Suddenly I remember that the house down the street has been empty since last year and must surely hold deep reserves of precious leaves. I enlist our son, who may just have the required mix of Russian spirituality and American practicality, and we head out with a large barrel to do penance. We scoop up great armfuls of spidery leaves and in minutes return triumphant with our offering.

As soon as we arrive, my husband puts down the shovel with which he has been gamely turning over the wrong dirt and turns expectantly to our vegetal equivalent of a dead mouse. “No, no,” he says in that patient way you use with a very small child who will never understand why he cannot eat your shoes. “These are not the right kind of leaves.” We look down in amazement. America has the wrong leaves too? Oak leaves are the worst for turning into potatoes, he explains. They’ll make the potatoes hard and woody. As we drag ourselves and our basket dejectedly back down the driveway, we hear him calling out, “Maple! They’re the sweetest!”

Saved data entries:
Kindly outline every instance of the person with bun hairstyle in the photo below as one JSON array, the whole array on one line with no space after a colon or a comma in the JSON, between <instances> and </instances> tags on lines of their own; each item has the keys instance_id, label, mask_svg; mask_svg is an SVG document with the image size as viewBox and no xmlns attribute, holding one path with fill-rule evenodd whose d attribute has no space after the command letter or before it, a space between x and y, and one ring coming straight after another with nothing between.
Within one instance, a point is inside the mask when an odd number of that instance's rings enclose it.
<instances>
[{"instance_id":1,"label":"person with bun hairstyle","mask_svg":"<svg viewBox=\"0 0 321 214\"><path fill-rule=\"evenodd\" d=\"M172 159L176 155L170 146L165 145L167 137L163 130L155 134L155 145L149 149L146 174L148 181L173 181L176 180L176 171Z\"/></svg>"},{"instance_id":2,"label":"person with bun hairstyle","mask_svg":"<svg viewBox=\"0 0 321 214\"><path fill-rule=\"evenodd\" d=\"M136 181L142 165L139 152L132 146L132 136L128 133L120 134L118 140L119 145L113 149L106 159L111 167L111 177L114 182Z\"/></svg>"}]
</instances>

- _Work required_
In the passage about gathering leaves, what kind of leaves does the husband call out as the sweetest? The records have nothing to do with the text.

- _Result of the task_
Maple leaves.